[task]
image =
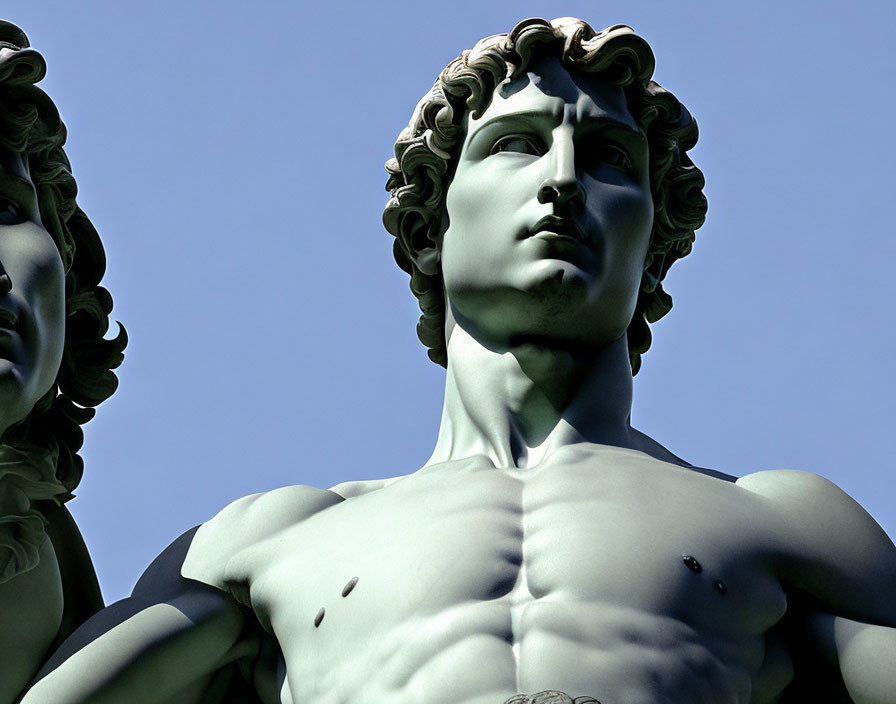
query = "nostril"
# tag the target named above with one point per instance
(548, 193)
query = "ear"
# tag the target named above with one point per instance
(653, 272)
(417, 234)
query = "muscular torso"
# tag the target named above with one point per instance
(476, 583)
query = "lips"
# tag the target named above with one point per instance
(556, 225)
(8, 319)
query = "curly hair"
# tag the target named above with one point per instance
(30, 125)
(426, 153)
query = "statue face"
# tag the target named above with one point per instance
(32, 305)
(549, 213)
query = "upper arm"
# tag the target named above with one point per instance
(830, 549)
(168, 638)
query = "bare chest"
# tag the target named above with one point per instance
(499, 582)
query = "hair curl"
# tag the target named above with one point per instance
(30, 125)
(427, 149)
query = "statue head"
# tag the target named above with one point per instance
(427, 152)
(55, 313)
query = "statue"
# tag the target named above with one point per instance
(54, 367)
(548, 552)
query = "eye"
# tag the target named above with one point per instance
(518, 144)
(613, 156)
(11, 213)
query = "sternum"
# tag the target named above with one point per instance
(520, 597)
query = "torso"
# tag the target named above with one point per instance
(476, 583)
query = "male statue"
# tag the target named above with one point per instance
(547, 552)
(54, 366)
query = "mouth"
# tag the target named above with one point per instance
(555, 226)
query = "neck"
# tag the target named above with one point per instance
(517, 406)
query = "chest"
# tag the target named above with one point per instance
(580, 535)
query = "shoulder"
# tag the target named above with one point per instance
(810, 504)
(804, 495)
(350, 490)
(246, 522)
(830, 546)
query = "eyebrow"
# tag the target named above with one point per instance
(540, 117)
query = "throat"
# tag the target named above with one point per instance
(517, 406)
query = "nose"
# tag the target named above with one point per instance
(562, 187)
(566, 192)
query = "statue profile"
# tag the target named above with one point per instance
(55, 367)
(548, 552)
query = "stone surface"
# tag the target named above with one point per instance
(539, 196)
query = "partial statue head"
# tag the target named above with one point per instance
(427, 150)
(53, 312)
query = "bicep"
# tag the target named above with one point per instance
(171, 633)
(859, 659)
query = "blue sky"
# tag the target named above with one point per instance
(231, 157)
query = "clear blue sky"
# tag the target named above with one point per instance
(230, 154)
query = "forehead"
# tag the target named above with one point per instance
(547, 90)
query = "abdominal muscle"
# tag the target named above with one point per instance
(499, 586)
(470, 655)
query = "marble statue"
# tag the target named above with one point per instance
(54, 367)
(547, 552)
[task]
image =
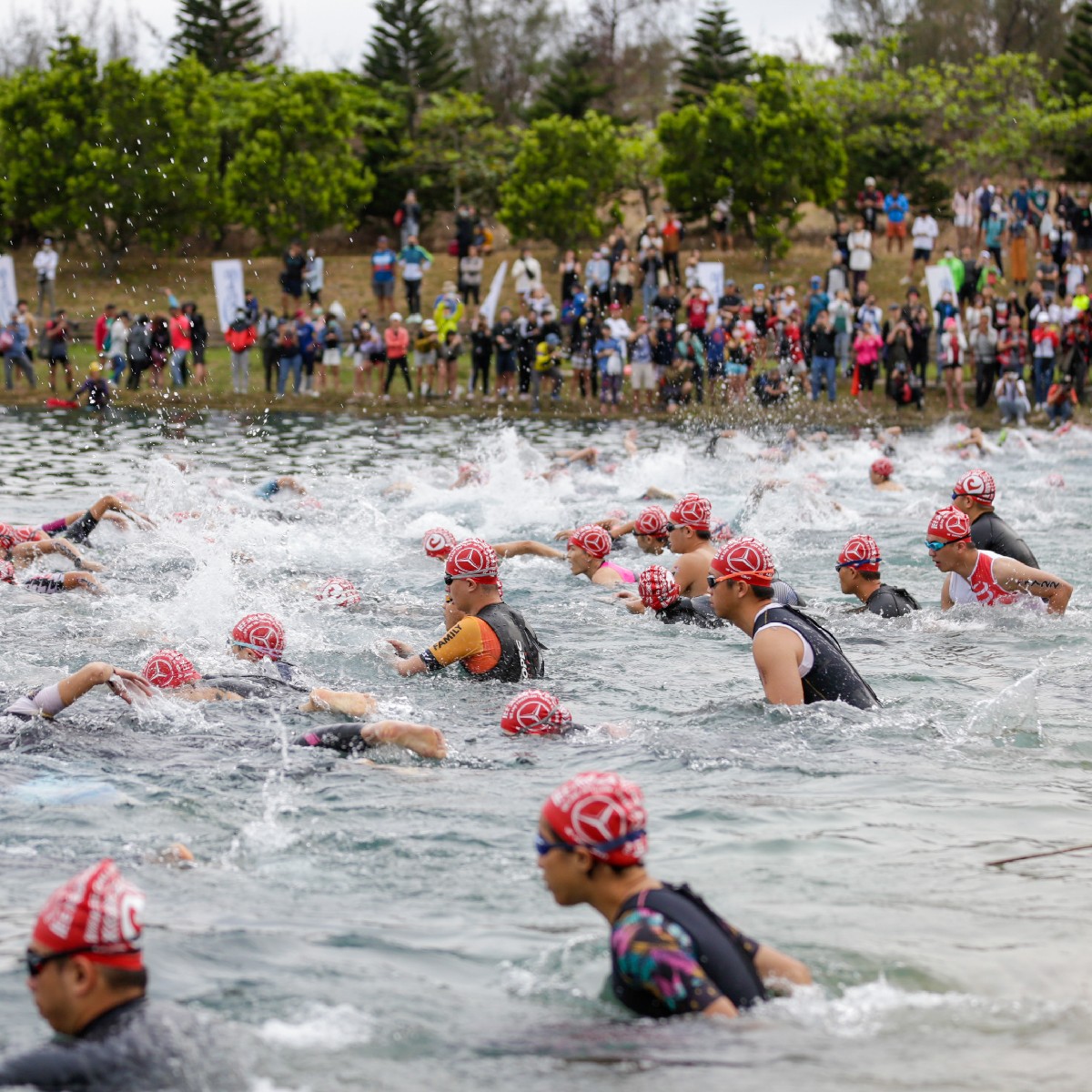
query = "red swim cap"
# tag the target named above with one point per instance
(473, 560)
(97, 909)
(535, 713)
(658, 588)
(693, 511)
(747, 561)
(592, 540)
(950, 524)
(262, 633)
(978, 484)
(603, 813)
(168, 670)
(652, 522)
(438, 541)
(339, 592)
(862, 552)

Task to carry out: Go through the listing above and write it out again exactly, dropping the pictures.

Expected answer:
[task]
image =
query = "nostril"
# tag the target named above with one point per instance
(548, 193)
query = "ear"
# tag the target named above with one point per instance
(653, 272)
(417, 234)
query = "muscular torso"
# tag the target named above with one point per instance
(476, 583)
query = "lips"
# tag the target named above with one point per instance
(556, 225)
(8, 319)
query = "curly hair"
# tag the target named above with one point per instance
(30, 125)
(426, 153)
query = "statue face"
# tag the target named above with one point per instance
(32, 305)
(549, 213)
query = "upper arm"
# tag the target named above with one point per instance
(830, 549)
(168, 638)
query = "bare chest"
# tag the target named above with one point per instance
(499, 582)
query = "hair curl"
# tag the target named above with one point per instance
(30, 125)
(427, 149)
query = "statue head"
# tag the target named above with one point per instance
(427, 152)
(55, 313)
query = "statue"
# tag the target named above with one point per instance
(54, 367)
(548, 552)
query = "eye"
# tag the target named above with one point per instance
(518, 144)
(613, 156)
(11, 213)
query = "sternum"
# tag the target named above with one point per instance
(520, 597)
query = "torso"
# tag the target named above with one point per instance
(476, 583)
query = "male statue"
# tag the target named above with one point per instance
(547, 552)
(54, 366)
query = "mouth"
# tag the target named above with one point per instance
(555, 226)
query = "neck"
# tag the target named above with one point per instance
(517, 406)
query = "chest"
# tag the target named above with one point per instance
(580, 535)
query = "shoulder"
# tag the target named above with one point per instance
(810, 504)
(804, 495)
(350, 490)
(246, 522)
(830, 546)
query = "eyebrow"
# tag the target named above with one point per instance
(540, 117)
query = "throat"
# tag the target named above with one point per instance
(517, 406)
query = "nose"
# tag the target named above with one point per instance
(562, 187)
(566, 192)
query = "statue profile"
# tag the target named above with one point per instance
(55, 367)
(548, 552)
query = "stone surface"
# tag the target named above with one point per instance
(539, 196)
query = "partial statue head"
# tag the target named above with one point per instance
(427, 150)
(53, 312)
query = "bicep"
# tag the target named above with one point per instance
(171, 633)
(859, 659)
query = "blue sky"
# tag the target named above with one point per instance
(231, 157)
query = "clear blue sky"
# tag the target named above with one point per instance
(230, 154)
query = "forehead"
# tag the target named above with one point per instance
(547, 90)
query = "abdominal muscle"
# tag the target named above with one point per instance
(499, 586)
(470, 655)
query = "marble statue"
# tag the target named above with one point per instance
(54, 367)
(547, 552)
[task]
image =
query = "red swim cap"
# tag the target named above with one point per instance
(473, 560)
(97, 909)
(535, 713)
(658, 588)
(693, 511)
(747, 561)
(592, 540)
(950, 524)
(262, 633)
(978, 484)
(603, 813)
(168, 670)
(652, 522)
(438, 541)
(339, 592)
(862, 552)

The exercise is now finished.